*Source data*:
= = = =

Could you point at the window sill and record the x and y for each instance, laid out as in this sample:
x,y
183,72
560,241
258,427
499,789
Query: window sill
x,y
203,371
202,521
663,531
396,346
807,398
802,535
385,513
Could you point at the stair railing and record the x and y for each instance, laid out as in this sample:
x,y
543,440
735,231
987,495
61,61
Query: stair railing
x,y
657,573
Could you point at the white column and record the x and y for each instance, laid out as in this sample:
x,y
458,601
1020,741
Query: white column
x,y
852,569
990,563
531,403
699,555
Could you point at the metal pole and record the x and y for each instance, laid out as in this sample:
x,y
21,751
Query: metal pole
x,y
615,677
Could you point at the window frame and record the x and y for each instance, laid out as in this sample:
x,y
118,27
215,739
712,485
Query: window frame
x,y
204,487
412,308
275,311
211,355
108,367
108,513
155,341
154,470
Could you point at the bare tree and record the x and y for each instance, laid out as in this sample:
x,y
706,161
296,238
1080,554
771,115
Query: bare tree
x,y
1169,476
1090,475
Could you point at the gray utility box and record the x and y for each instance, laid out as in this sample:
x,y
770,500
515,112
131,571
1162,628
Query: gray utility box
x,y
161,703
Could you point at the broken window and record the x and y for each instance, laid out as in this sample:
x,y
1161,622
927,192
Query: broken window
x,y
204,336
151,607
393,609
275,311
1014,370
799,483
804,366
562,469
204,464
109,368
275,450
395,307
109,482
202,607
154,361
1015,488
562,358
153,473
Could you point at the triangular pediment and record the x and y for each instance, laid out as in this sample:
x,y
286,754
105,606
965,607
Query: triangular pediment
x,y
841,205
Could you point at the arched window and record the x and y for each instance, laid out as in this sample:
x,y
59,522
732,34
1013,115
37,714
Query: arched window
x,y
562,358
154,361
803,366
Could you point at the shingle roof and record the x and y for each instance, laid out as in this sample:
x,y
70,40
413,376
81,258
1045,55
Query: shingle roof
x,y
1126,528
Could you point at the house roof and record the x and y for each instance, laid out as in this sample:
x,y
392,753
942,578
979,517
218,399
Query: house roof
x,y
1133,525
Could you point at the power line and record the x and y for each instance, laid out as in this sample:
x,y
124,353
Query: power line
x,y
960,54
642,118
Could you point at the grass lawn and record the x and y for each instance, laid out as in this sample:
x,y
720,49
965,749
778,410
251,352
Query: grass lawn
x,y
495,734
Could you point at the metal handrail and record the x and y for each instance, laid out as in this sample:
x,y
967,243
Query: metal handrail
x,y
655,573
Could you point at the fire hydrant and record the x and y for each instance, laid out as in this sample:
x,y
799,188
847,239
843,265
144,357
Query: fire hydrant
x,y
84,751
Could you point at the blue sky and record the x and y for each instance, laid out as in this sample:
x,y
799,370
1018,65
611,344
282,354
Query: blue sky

= = = =

*What is needed*:
Write out the entire listing exactly.

*Solution to the problem*:
Could you point at the window sill and record the x and y for each instance, laid out as in this sample:
x,y
183,72
560,241
258,427
499,789
Query: window sill
x,y
203,371
202,521
663,531
396,346
807,398
802,535
385,513
Could you point at the stair railing and record the x and y for each instance, laid out as in this sample:
x,y
543,440
735,231
987,495
61,61
Query: stair railing
x,y
657,573
Could you point at the white column and record the x and y for each instance, laid out as in this sample:
x,y
458,601
1020,741
Query: white column
x,y
852,569
990,563
531,403
699,555
Could you point at the metal pole and record the x and y for each instance, laid out as in this sample:
x,y
21,751
Query: metal pole
x,y
615,677
Could you point at the window frame and record the x and y for each instance, laid out as in this sample:
x,y
118,27
215,739
712,485
Query: window frame
x,y
204,487
412,308
275,311
211,355
108,367
108,513
155,341
154,470
Could you point at the bare tree and record the x and y for each instance, laid out as in this sample:
x,y
706,161
296,238
1080,554
771,115
Query: bare tree
x,y
1169,476
1090,475
Could you point at the gray utility box and record the x and y for each instance, laid out as in this sample:
x,y
770,500
515,112
131,571
1162,628
Query: gray utility box
x,y
161,703
Could you point at the broken window and record the x and y for each instance, laid out as in this sample:
x,y
1161,622
927,192
Query: broken window
x,y
204,336
151,607
393,609
275,311
1014,370
799,483
804,366
562,469
204,464
109,368
275,450
395,307
109,482
202,607
154,361
1015,488
562,358
153,473
Could you point at the triangular pediment and record the x and y for each instance, laid out as in this sample:
x,y
286,754
105,606
965,607
Query: triangular pediment
x,y
841,205
Could you point at the arched window and record the x and y for each instance, laid out as in this sample:
x,y
59,522
732,34
1013,115
37,714
Query: arched window
x,y
562,358
154,361
803,366
Could you point at the shingle roof and record the x and y for each instance, laid out as in this sample:
x,y
70,40
413,376
81,258
1045,55
Query: shingle roof
x,y
1126,528
Could you point at the house roof and record the x and y for each instance, laid out as in this sample:
x,y
392,753
942,578
979,517
218,399
Query: house roof
x,y
1133,525
Could you point at the power line and record the x and y for each instance, laid out as in this sample:
x,y
124,353
Query: power line
x,y
960,54
642,118
Could you point at the grass lawn and record the x and y for each instance, laid out as in this sample:
x,y
720,49
965,749
778,410
251,352
Query: grass lawn
x,y
495,734
Could you point at the metal handrail and record the x and y for each instance, laid out as in this sample:
x,y
967,243
Query: metal handrail
x,y
655,573
Could you point at the fire hydrant and record the x and y for each instance, laid out as in this sample:
x,y
799,188
847,239
843,265
144,357
Query: fire hydrant
x,y
84,751
Could you point at the blue sky and record the x and y for each instance, laid out as in this sample:
x,y
799,370
1018,65
611,344
282,354
Query: blue sky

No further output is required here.